• **Goal**: Every line of the material below should be repeated exactly.

• **Stored data**:
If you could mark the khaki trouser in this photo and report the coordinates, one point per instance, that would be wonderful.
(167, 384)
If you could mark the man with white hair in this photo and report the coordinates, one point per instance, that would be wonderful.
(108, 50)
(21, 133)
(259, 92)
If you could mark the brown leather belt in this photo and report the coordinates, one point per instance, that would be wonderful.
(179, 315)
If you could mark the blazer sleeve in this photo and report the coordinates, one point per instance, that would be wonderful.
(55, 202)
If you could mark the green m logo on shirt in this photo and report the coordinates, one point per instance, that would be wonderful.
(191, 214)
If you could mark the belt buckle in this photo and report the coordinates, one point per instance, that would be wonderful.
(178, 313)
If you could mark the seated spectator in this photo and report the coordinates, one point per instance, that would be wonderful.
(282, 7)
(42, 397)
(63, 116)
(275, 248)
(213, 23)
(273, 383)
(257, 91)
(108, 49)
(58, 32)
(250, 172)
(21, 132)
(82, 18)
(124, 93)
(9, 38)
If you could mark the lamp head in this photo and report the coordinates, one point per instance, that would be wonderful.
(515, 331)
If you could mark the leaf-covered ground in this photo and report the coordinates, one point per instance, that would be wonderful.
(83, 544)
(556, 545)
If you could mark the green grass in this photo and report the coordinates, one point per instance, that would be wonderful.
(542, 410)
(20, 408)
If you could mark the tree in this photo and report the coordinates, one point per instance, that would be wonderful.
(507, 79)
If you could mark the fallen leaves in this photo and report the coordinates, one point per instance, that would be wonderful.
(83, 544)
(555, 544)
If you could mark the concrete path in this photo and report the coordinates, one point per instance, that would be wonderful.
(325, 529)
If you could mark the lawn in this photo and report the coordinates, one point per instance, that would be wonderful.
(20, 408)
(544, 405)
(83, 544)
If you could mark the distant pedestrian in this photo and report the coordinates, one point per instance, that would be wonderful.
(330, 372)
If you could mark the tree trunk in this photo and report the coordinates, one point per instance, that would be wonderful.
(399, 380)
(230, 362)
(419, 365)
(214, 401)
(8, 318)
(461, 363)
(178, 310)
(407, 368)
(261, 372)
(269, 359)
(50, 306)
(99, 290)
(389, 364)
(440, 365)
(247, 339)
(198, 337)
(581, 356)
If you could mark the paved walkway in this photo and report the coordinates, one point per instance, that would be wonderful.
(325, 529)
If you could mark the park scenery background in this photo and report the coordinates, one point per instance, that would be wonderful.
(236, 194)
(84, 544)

• **Answer to the task**:
If you could mark the khaki trouser in this photo and report the coordinates, one point per instance, that would be wonderful.
(167, 384)
If you could mark the man with white hair in this photo and report the coordinates, one point per instance, that would be wonderful.
(108, 50)
(21, 133)
(259, 92)
If you could mark the brown leather belt in this photo and report the coordinates, one point per instance, that would be wonderful.
(179, 315)
If you could mark the blazer sleeve in this photo and report the coordinates, one point per instance, that would be wonderful.
(55, 202)
If you could mark the green m logo on shirt in this photo and report the coordinates, one point per instance, that would be wonderful.
(191, 214)
If you could mark the belt buckle in this photo and report the coordinates, one point per instance, that would be wonderful.
(178, 313)
If you could mark the seated spectator in this photo and report the coordinates, one point per instance, that would be wonderful.
(282, 7)
(42, 397)
(63, 116)
(275, 248)
(213, 23)
(273, 383)
(257, 91)
(108, 49)
(58, 32)
(250, 172)
(21, 132)
(82, 18)
(124, 93)
(9, 38)
If you could mark the lamp head in this photo and report the coordinates, one point per instance, that would be wonderful.
(515, 331)
If you could mark the leaf-covered ground in this photo and report the coordinates, one point per instance, that would be wonderful.
(83, 544)
(556, 545)
If you could mark the green grass in this photo and report the coordinates, one point per instance, that would be wonderful.
(542, 410)
(20, 408)
If you could mark the tree in this photo and report the coordinates, one point per instance, that would be wonderful.
(507, 79)
If you could mark the fallen leaves in this photo and report the coordinates, one point per instance, that would be wonderful.
(83, 544)
(555, 544)
If you could mark the concrete path in this photo and report the coordinates, one point per instance, that would be wonderful.
(325, 529)
If you could mark the lawn in this photo and report the coordinates, one point per instance, that would be wonderful.
(20, 408)
(544, 405)
(83, 544)
If you could mark the distant pedestrian in this photo and report the coordinates, one point per instance, that would be wonderful.
(330, 372)
If you could mark the tree trunk in this photo and report the coordinates, one point per instance, that would be wonderful.
(399, 380)
(230, 362)
(419, 365)
(214, 401)
(8, 318)
(461, 363)
(178, 310)
(407, 368)
(261, 372)
(269, 359)
(50, 306)
(99, 290)
(389, 364)
(440, 365)
(247, 339)
(198, 337)
(581, 356)
If you could mark the paved walkway in this photo and report the coordinates, one point per instance, that would be wonderful.
(325, 529)
If you could mark the park scenery background in this photo and report the coordinates, one point per instance, that would be wonderful.
(236, 194)
(84, 544)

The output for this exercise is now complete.